Repeat the section of the Foreman and Ali passage that opens with the words containing "The dynamic of" and closes with "way he did.".

• _EXTRACT TO READ_:
'''
Foreman’s corner and strategy:

On the night that he defended his title against Muhammad Ali, George Foreman’s corner consisted of all-time boxing greats Sandy Saddler and Archie Moore, along with trainer Dick Saddler. Before the fight it was assumed in order for Foreman to beat Ali, all that it would take was for him to be turned loose when the bell rang. As long as George didn’t hit the referee he’d enjoy clear sailing and win the fight in a spectacular fashion. Back then Foreman was boasting about his two famous punches: the “anywhere punch,” as in, anywhere it lands it does damage and the “deep sleep” in the other hand. At the time the prevailing thought was, Ali isn’t strong enough nor is he young enough at age 32 to hold off Foreman, age 25, or dance and use his legs to avoid George’s two handed rampage. The thought that Foreman would need a plan “B” or have to adjust to what Ali did during the fight wasn’t even a consideration to anyone before the bout.

The dynamic of the fight changed towards the end of the first round when Foreman managed to blast Muhammad to the head and body, and Ali openly talked to and mocked George after getting hit flush. The thought that Ali wouldn’t crumble once George caught him good wasn’t even a remote possibility before the fight in Foreman’s mind. And as George has said countless times over the years, Ali drew from his ability to take his punch and became more confident, and conversely, George began to lose confidence in his ability to hurt or defeat Ali as the fight progressed. Yes, Ali used the “Rope a Dope” strategy during the fight, but in a 16 foot ring, it’s not like his legs and lateral movement would’ve been all that effective in neutralizing Foreman’s power and aggression. In essence, because of the small ring, Ali had no choice other than to fight Foreman the way he did.
'''
• _SUPPLIED DATA_:
'''
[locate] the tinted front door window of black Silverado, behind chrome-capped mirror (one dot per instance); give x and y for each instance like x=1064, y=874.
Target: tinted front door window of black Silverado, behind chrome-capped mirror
'''
• _ANSWER_:
The dynamic of the fight changed towards the end of the first round when Foreman managed to blast Muhammad to the head and body, and Ali openly talked to and mocked George after getting hit flush. The thought that Ali wouldn’t crumble once George caught him good wasn’t even a remote possibility before the fight in Foreman’s mind. And as George has said countless times over the years, Ali drew from his ability to take his punch and became more confident, and conversely, George began to lose confidence in his ability to hurt or defeat Ali as the fight progressed. Yes, Ali used the “Rope a Dope” strategy during the fight, but in a 16 foot ring, it’s not like his legs and lateral movement would’ve been all that effective in neutralizing Foreman’s power and aggression. In essence, because of the small ring, Ali had no choice other than to fight Foreman the way he did.